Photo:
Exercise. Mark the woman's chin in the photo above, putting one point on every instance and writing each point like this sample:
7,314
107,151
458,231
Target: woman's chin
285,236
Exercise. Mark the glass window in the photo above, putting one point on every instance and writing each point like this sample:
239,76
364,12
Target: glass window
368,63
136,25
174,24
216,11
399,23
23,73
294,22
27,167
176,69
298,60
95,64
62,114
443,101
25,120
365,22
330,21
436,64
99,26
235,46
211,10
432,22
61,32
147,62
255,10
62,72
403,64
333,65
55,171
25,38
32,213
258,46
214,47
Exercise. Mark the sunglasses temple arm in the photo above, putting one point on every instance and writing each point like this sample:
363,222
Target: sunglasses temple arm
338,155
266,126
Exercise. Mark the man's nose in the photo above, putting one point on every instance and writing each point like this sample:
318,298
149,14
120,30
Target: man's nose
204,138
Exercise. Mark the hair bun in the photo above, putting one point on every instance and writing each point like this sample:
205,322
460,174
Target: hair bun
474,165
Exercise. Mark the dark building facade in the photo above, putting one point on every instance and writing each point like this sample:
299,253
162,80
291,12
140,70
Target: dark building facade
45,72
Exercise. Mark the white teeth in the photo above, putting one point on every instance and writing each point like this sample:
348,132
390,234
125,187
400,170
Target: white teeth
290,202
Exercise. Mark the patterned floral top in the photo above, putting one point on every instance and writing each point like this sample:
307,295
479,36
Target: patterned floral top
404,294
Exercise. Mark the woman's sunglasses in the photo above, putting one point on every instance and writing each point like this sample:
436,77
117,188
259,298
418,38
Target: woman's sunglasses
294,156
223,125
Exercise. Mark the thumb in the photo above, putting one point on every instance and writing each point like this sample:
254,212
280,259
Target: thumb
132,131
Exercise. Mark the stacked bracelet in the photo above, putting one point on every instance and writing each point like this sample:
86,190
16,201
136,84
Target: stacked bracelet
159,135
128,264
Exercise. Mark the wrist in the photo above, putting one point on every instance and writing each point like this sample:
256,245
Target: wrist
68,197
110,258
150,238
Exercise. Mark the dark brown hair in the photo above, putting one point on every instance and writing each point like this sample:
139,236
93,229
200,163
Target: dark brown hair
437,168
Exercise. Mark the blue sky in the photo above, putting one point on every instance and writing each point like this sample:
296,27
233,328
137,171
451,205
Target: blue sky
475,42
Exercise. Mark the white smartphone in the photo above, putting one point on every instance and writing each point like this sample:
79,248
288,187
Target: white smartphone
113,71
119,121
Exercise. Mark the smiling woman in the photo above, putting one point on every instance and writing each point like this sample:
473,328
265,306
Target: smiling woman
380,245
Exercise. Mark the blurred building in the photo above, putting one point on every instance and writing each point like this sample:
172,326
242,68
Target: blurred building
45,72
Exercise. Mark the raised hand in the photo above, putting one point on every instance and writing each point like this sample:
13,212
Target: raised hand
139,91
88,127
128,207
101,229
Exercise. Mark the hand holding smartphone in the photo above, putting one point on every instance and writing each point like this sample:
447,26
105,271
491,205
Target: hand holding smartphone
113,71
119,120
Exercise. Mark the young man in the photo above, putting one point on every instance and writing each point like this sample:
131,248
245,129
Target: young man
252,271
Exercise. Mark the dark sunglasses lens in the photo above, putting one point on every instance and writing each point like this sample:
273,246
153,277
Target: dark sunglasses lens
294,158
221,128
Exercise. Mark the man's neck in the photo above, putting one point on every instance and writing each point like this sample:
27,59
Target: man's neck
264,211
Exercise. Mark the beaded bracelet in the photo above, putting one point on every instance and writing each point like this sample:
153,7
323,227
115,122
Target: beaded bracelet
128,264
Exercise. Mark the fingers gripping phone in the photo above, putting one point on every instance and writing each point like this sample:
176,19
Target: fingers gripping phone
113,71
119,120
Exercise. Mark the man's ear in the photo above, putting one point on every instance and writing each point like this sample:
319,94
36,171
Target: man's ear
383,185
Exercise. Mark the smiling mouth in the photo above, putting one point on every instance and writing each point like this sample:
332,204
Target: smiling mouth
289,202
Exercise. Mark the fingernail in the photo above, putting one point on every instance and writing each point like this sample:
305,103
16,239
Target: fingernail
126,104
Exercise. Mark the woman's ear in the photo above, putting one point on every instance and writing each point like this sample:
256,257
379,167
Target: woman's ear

Task instructions:
Retype the records above in full, matching each line exactly.

Solution for this exercise:
Photo:
Exercise. Mark the woman's chin in the photo above, putting one point on every instance and writing each point like this sample:
7,314
107,151
458,231
Target: woman's chin
285,236
Exercise. Mark the glass window in the photo above, putting one point on every instance and writing each point like this sample:
239,76
364,12
Target: glass window
368,63
136,25
174,24
216,11
399,23
23,73
294,22
27,167
176,69
298,60
95,64
62,114
443,101
25,120
365,22
330,21
436,64
99,26
235,46
211,10
432,22
61,32
147,62
255,10
62,72
403,64
333,65
55,171
25,38
32,213
258,46
214,47
Exercise. Mark the sunglasses temple arm in the photo above, putting one point on every instance and writing each point like this sample:
363,222
Target: sunglasses temple arm
338,155
266,126
Exercise. Mark the man's nose in the photo above, putting one point on every instance and writing each point like this sample:
318,298
149,14
120,30
Target: man's nose
204,138
Exercise. Mark the hair bun in the photo above, putting one point on every instance and writing each point like this sample:
205,322
460,174
Target: hair bun
474,165
Exercise. Mark the dark building facade in the photo above, putting one point on every instance and writing each point like this sample:
299,253
162,80
291,12
140,70
Target: dark building facade
45,72
Exercise. Mark the white teeth in the photo above, putting one point on every instance and writing each point like this sample:
348,132
390,234
125,187
400,170
Target: white teeth
290,202
Exercise. Mark the patterned floral top in the photo above, putting one point on every instance and writing each point like this sample:
307,295
479,36
Target: patterned floral top
404,294
Exercise. Mark the woman's sunglasses in the photo above, putting one point on every instance and writing each point like this sample:
436,77
117,188
259,298
418,38
Target: woman's sunglasses
294,156
223,125
Exercise. Mark the thumb in the photo above, putting one point on every instance and writing each point like this sample:
254,212
280,259
Target: thumb
132,131
Exercise. Mark the stacked bracelet in the photo above, putting one point on every instance and writing each point like this sample:
86,190
16,201
136,84
Target: stacked bracelet
159,135
128,264
Exercise. Mark the wrist in the photo above, putting one point on every instance and writing each point like this sample:
256,245
Target: wrist
68,197
110,258
150,238
Exercise. Mark the dark brown hair in the photo above, putting one point on every instance and writing each point like this sample:
139,236
93,229
200,163
Target: dark brown hair
437,168
Exercise. Mark the blue sky in the photo above, putting one point on every instance and writing each point like this sample:
296,27
233,328
137,171
451,205
Target: blue sky
475,42
Exercise. Mark the white smartphone in the photo above, putting one point on every instance and writing each point like this sample:
79,248
288,187
Target: white smartphone
113,71
119,121
Exercise. Mark the smiling woman in the photo above, putting one point on every instance and writing each point like this sample:
473,328
265,306
Target: smiling woman
380,245
Exercise. Mark the blurred building in the photo above, putting one point on every instance and writing each point like this sample:
172,326
242,68
Target: blurred building
45,72
Exercise. Mark the raised hand in the photo above, putting one point on every instance and writing each point like this sample:
13,212
Target: raised hand
139,91
88,127
128,207
101,229
Exercise. Mark the hand holding smartphone in the photo above, putting one point on every instance and writing each point like this sample:
447,26
105,271
491,205
Target: hand holding smartphone
113,71
119,120
Exercise. Mark the young man in the photo above, putting one point on every instance and writing each point like this sample:
131,248
245,129
Target: young man
252,271
Exercise. Mark the dark sunglasses lens in the photo above, putting one point on every instance and writing each point like this sample:
273,246
153,277
Target: dark sunglasses lens
294,158
221,128
Exercise. Mark the man's neck in the photo above, putting one point on every instance and writing each point like this sample:
27,59
Target: man's neck
264,211
Exercise. Mark the beaded bracelet in the photo above, putting one point on every instance and writing each point like this sample:
153,7
323,227
115,122
Target: beaded bracelet
128,264
Exercise. Mark the fingers gripping phone in the photo above, putting one point on every instance and writing each point like this sample:
176,19
Target: fingers gripping phone
113,71
119,120
Exercise. Mark the man's ear in the photo above, putting one point on every instance and writing each point like this sample:
319,94
36,171
Target: man's ear
383,185
Exercise. Mark the smiling mouth in the photo above, putting one point on every instance and writing each point like this sample:
332,204
Target: smiling mouth
289,202
Exercise. Mark the fingernail in the photo above, putting one point on every instance and writing each point like this sample:
305,103
16,239
Target: fingernail
126,104
Exercise. Mark the woman's ear in the photo above, putting one point on every instance and writing each point like this sample:
256,257
379,167
Target: woman's ear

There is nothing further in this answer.